_Excerpts from point annotation data_
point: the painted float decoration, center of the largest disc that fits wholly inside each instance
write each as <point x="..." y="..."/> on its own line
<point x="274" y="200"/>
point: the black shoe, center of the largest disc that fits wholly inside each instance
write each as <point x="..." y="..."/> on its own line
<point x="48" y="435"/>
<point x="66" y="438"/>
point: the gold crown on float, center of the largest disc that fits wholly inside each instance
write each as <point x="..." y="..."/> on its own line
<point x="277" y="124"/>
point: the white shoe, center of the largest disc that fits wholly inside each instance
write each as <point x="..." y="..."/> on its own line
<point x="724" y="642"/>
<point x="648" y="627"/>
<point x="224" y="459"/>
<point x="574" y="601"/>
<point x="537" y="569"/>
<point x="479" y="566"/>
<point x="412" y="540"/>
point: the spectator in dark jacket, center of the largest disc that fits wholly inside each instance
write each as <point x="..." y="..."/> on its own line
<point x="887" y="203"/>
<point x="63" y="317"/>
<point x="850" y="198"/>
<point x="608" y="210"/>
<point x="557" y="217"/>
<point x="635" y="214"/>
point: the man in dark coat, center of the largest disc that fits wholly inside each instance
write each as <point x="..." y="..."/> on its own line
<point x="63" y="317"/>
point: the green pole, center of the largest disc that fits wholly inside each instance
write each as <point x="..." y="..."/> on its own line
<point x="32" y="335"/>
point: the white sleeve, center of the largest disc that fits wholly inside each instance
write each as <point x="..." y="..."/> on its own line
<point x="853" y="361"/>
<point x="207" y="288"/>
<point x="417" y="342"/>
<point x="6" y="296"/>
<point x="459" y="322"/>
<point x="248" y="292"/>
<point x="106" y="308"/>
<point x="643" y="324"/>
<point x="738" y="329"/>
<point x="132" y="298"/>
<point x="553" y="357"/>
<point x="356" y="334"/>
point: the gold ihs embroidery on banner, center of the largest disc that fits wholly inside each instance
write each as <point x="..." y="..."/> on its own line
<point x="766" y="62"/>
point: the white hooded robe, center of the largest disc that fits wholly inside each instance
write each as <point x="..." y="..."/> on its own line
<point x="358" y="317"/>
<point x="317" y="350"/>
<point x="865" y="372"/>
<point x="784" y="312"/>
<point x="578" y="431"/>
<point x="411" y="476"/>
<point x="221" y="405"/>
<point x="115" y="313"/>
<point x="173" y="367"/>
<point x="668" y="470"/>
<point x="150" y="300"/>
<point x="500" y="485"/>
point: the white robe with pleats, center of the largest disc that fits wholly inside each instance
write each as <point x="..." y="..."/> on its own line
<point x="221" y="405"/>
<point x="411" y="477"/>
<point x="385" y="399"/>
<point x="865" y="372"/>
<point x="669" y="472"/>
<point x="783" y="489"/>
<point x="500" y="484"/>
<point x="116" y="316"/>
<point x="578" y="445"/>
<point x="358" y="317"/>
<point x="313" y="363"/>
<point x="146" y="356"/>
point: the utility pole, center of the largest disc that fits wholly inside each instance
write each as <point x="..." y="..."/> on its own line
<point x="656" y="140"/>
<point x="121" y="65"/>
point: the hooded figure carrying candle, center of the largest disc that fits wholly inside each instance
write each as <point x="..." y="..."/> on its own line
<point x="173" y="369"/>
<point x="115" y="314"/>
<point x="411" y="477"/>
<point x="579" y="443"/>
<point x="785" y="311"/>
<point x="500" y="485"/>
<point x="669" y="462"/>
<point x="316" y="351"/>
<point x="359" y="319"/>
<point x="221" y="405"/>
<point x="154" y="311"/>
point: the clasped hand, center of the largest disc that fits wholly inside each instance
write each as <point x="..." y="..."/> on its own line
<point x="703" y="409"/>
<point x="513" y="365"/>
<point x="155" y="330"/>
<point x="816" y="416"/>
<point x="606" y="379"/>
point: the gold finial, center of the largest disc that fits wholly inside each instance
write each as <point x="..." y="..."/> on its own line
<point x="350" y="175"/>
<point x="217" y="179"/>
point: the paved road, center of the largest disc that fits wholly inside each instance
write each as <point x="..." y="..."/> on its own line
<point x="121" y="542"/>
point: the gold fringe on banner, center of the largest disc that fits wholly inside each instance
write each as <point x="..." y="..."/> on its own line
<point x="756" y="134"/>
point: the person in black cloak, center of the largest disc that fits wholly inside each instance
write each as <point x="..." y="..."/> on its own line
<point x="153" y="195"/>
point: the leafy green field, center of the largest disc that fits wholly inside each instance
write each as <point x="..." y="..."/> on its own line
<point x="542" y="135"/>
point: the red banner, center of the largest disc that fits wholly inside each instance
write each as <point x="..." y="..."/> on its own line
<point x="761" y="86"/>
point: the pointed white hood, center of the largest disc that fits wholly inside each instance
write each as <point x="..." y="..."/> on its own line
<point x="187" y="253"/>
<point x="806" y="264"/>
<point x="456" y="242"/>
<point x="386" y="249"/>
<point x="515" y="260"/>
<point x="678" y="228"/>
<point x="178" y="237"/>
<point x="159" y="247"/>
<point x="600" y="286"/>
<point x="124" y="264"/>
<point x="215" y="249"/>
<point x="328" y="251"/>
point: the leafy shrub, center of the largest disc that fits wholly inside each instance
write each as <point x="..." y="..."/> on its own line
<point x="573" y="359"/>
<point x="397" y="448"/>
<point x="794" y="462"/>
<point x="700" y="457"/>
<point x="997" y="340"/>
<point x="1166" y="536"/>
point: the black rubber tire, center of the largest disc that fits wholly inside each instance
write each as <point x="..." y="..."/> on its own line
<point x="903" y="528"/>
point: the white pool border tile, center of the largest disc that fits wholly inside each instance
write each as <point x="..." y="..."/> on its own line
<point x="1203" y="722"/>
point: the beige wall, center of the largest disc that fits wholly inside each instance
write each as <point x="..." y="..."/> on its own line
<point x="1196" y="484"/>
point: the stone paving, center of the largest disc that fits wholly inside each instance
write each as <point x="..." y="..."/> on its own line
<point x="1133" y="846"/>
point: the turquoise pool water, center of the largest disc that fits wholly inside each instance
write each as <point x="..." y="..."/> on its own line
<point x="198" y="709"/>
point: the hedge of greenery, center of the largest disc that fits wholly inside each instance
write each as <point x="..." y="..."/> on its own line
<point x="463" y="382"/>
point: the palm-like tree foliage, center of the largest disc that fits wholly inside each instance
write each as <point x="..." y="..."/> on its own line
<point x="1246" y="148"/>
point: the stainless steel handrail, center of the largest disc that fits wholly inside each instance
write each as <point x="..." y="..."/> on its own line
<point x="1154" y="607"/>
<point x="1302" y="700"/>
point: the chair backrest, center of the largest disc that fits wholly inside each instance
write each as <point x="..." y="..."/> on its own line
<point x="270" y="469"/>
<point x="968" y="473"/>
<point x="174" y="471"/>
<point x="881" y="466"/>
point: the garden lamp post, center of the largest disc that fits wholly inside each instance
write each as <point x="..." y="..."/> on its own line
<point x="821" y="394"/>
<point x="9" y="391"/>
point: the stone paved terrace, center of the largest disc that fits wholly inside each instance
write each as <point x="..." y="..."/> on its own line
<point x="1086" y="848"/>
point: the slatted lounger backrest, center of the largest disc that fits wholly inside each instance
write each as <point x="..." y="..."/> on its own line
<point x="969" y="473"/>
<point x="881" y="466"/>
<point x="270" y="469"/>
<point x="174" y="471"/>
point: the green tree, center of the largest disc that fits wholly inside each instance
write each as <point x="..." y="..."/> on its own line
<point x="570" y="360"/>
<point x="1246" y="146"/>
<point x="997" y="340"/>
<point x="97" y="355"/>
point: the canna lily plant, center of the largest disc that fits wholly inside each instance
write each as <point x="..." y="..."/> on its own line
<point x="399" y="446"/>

_Work to complete_
Please convert all the lines above into a Markdown table with the columns Row and Line, numbering each row and leaving out any blank lines.

_Problem solution_
| Row | Line |
|---|---|
| 1 | point: the painted float decoration, center of the largest disc that fits wholly inside each instance |
| 2 | write each as <point x="..." y="..."/> on its own line |
| 3 | <point x="274" y="200"/> |
| 4 | point: the black shoe, center of the largest disc that fits wholly inside each instance |
| 5 | write each as <point x="..." y="..."/> on its own line |
| 6 | <point x="48" y="435"/> |
| 7 | <point x="66" y="438"/> |
| 8 | point: the gold crown on float, center of the largest disc that fits wholly inside each instance |
| 9 | write each as <point x="..." y="..."/> on its own line |
| 10 | <point x="277" y="124"/> |
| 11 | point: the white shoe, center of the largest disc that fits wholly inside each instance |
| 12 | write each as <point x="..." y="..."/> on its own line |
| 13 | <point x="724" y="642"/> |
| 14 | <point x="648" y="627"/> |
| 15 | <point x="224" y="459"/> |
| 16 | <point x="574" y="601"/> |
| 17 | <point x="537" y="569"/> |
| 18 | <point x="479" y="566"/> |
| 19 | <point x="412" y="540"/> |
| 20 | point: the spectator in dark jacket, center of the largest disc that fits wholly inside each instance |
| 21 | write each as <point x="..." y="..."/> on its own line |
| 22 | <point x="887" y="203"/> |
| 23 | <point x="63" y="317"/> |
| 24 | <point x="850" y="198"/> |
| 25 | <point x="608" y="210"/> |
| 26 | <point x="557" y="217"/> |
| 27 | <point x="635" y="214"/> |
| 28 | point: the man in dark coat, center of the largest disc that fits wholly inside each instance |
| 29 | write each as <point x="..." y="..."/> on its own line |
| 30 | <point x="63" y="317"/> |
| 31 | point: the green pole, center of the largest disc that fits wholly inside each instance |
| 32 | write each as <point x="..." y="..."/> on its own line |
| 33 | <point x="32" y="335"/> |
| 34 | point: the white sleeve, center of the largest disc that fits wholly inside each instance |
| 35 | write each as <point x="..." y="..."/> on its own line |
| 36 | <point x="853" y="361"/> |
| 37 | <point x="207" y="288"/> |
| 38 | <point x="417" y="342"/> |
| 39 | <point x="6" y="296"/> |
| 40 | <point x="459" y="322"/> |
| 41 | <point x="248" y="292"/> |
| 42 | <point x="106" y="308"/> |
| 43 | <point x="643" y="324"/> |
| 44 | <point x="738" y="329"/> |
| 45 | <point x="132" y="298"/> |
| 46 | <point x="553" y="357"/> |
| 47 | <point x="356" y="334"/> |
| 48 | point: the gold ihs embroidery on banner, center of the largest disc that fits wholly inside each instance |
| 49 | write each as <point x="..." y="..."/> on its own line |
| 50 | <point x="766" y="62"/> |
| 51 | point: the white hooded robe, center of the largest disc that fits wholly inside each instance |
| 52 | write each as <point x="..." y="..."/> on its own line |
| 53 | <point x="358" y="317"/> |
| 54 | <point x="317" y="350"/> |
| 55 | <point x="865" y="372"/> |
| 56 | <point x="784" y="312"/> |
| 57 | <point x="578" y="431"/> |
| 58 | <point x="411" y="476"/> |
| 59 | <point x="221" y="405"/> |
| 60 | <point x="115" y="313"/> |
| 61 | <point x="173" y="367"/> |
| 62 | <point x="668" y="470"/> |
| 63 | <point x="150" y="300"/> |
| 64 | <point x="500" y="485"/> |
| 65 | point: the white robe with pleats, center of the largest disc that fits wholly inside each instance |
| 66 | write each as <point x="..." y="..."/> on its own line |
| 67 | <point x="221" y="405"/> |
| 68 | <point x="411" y="477"/> |
| 69 | <point x="385" y="399"/> |
| 70 | <point x="865" y="372"/> |
| 71 | <point x="669" y="472"/> |
| 72 | <point x="783" y="489"/> |
| 73 | <point x="500" y="484"/> |
| 74 | <point x="116" y="316"/> |
| 75 | <point x="578" y="445"/> |
| 76 | <point x="358" y="317"/> |
| 77 | <point x="313" y="363"/> |
| 78 | <point x="146" y="356"/> |
| 79 | point: the utility pole, center of the largest disc that fits wholly inside each instance |
| 80 | write each as <point x="..." y="..."/> on its own line |
| 81 | <point x="656" y="140"/> |
| 82 | <point x="121" y="65"/> |
| 83 | point: the hooded figure carrying candle, center of the largest disc that fits wholly inside each instance |
| 84 | write each as <point x="..." y="..."/> on its own line |
| 85 | <point x="173" y="369"/> |
| 86 | <point x="115" y="314"/> |
| 87 | <point x="411" y="477"/> |
| 88 | <point x="579" y="443"/> |
| 89 | <point x="785" y="311"/> |
| 90 | <point x="500" y="485"/> |
| 91 | <point x="669" y="462"/> |
| 92 | <point x="316" y="351"/> |
| 93 | <point x="359" y="319"/> |
| 94 | <point x="221" y="405"/> |
| 95 | <point x="154" y="311"/> |
| 96 | point: the clasped hand, center of the largest disc that fits wholly inside each instance |
| 97 | write each as <point x="..." y="..."/> on its own line |
| 98 | <point x="703" y="409"/> |
| 99 | <point x="513" y="365"/> |
| 100 | <point x="155" y="330"/> |
| 101 | <point x="816" y="416"/> |
| 102 | <point x="606" y="379"/> |
| 103 | point: the gold finial, center of the largest disc that fits wholly inside each instance |
| 104 | write each as <point x="..." y="..."/> on its own line |
| 105 | <point x="350" y="175"/> |
| 106 | <point x="217" y="179"/> |
| 107 | point: the paved road, center of the largest disc that fits wholly inside each instance |
| 108 | write each as <point x="..." y="..."/> on its own line |
| 109 | <point x="121" y="542"/> |
| 110 | point: the gold fringe on banner, center of the largest disc that fits wholly inside each instance |
| 111 | write each as <point x="..." y="..."/> on its own line |
| 112 | <point x="756" y="134"/> |
| 113 | point: the person in black cloak, center of the largest disc that fits wholly inside each instance |
| 114 | write each as <point x="..." y="..."/> on its own line |
| 115 | <point x="153" y="195"/> |
| 116 | point: the leafy green field, center of the largest disc that fits wholly inside each instance |
| 117 | write each as <point x="..." y="..."/> on its own line |
| 118 | <point x="542" y="135"/> |
| 119 | point: the red banner, center of the largest disc that fits wholly inside each instance |
| 120 | write each as <point x="..." y="..."/> on its own line |
| 121 | <point x="761" y="86"/> |
| 122 | point: the pointed white hood, center of the largest disc that fits wholly inside each instance |
| 123 | write each as <point x="..." y="..."/> on its own line |
| 124 | <point x="187" y="253"/> |
| 125 | <point x="806" y="264"/> |
| 126 | <point x="456" y="242"/> |
| 127 | <point x="386" y="249"/> |
| 128 | <point x="515" y="260"/> |
| 129 | <point x="678" y="228"/> |
| 130 | <point x="178" y="237"/> |
| 131 | <point x="159" y="247"/> |
| 132 | <point x="600" y="286"/> |
| 133 | <point x="124" y="264"/> |
| 134 | <point x="215" y="249"/> |
| 135 | <point x="328" y="251"/> |
| 136 | point: the leafy shrub, center of the largest disc that fits wholly inside each instance |
| 137 | write each as <point x="..." y="..."/> on its own line |
| 138 | <point x="573" y="359"/> |
| 139 | <point x="397" y="448"/> |
| 140 | <point x="794" y="462"/> |
| 141 | <point x="700" y="457"/> |
| 142 | <point x="997" y="340"/> |
| 143 | <point x="1166" y="536"/> |
| 144 | point: the black rubber tire, center of the largest disc that fits wholly inside each instance |
| 145 | write each as <point x="..." y="..."/> on its own line |
| 146 | <point x="903" y="528"/> |
| 147 | point: the white pool border tile, center of the largest disc that fits wholly inside each instance |
| 148 | write each as <point x="..." y="..."/> on its own line |
| 149 | <point x="1203" y="722"/> |
| 150 | point: the beige wall, center of the largest disc that fits wholly inside each instance |
| 151 | write each as <point x="..." y="..."/> on its own line |
| 152 | <point x="1196" y="484"/> |
| 153 | point: the stone paving, center of the largest disc that fits wholly inside each instance |
| 154 | write each as <point x="..." y="..."/> on its own line |
| 155 | <point x="1133" y="846"/> |
| 156 | point: the turquoise pool water, center of the largest disc that fits wholly inside each instance |
| 157 | write each as <point x="..." y="..."/> on its own line |
| 158 | <point x="198" y="709"/> |
| 159 | point: the hedge of greenery, center of the largest disc that fits wholly inside each instance |
| 160 | write each as <point x="..." y="..."/> on its own line |
| 161 | <point x="463" y="382"/> |
| 162 | point: the palm-like tree foliage, center of the largest disc that fits wholly inside each instance |
| 163 | write each as <point x="..." y="..."/> on its own line |
| 164 | <point x="1246" y="148"/> |
| 165 | point: the stainless steel handrail, center of the largest disc that fits wholly inside each instance |
| 166 | write each as <point x="..." y="..."/> on its own line |
| 167 | <point x="1154" y="607"/> |
| 168 | <point x="1302" y="700"/> |
| 169 | point: the chair backrest, center of the largest disc that fits wholly inside each instance |
| 170 | write each as <point x="..." y="..."/> on its own line |
| 171 | <point x="270" y="469"/> |
| 172 | <point x="968" y="473"/> |
| 173 | <point x="174" y="471"/> |
| 174 | <point x="881" y="466"/> |
| 175 | point: the garden lamp post, center of the largest disc that fits wholly inside each instance |
| 176 | write each as <point x="..." y="..."/> on its own line |
| 177 | <point x="821" y="394"/> |
| 178 | <point x="9" y="391"/> |
| 179 | point: the stone paved terrace, center of the largest disc that fits wholly inside each instance |
| 180 | write each as <point x="..." y="..."/> on its own line |
| 181 | <point x="1086" y="848"/> |
| 182 | point: the slatted lounger backrest, center of the largest disc that fits wholly inside each instance |
| 183 | write each as <point x="..." y="..."/> on its own line |
| 184 | <point x="969" y="473"/> |
| 185 | <point x="881" y="466"/> |
| 186 | <point x="270" y="469"/> |
| 187 | <point x="174" y="471"/> |
| 188 | point: the green tree, center of the largest disc that fits wholly inside each instance |
| 189 | write each as <point x="..." y="..."/> on its own line |
| 190 | <point x="570" y="360"/> |
| 191 | <point x="1246" y="146"/> |
| 192 | <point x="997" y="340"/> |
| 193 | <point x="97" y="355"/> |
| 194 | point: the canna lily plant, center of the largest disc that fits wholly inside each instance |
| 195 | write each as <point x="..." y="..."/> on its own line |
| 196 | <point x="399" y="446"/> |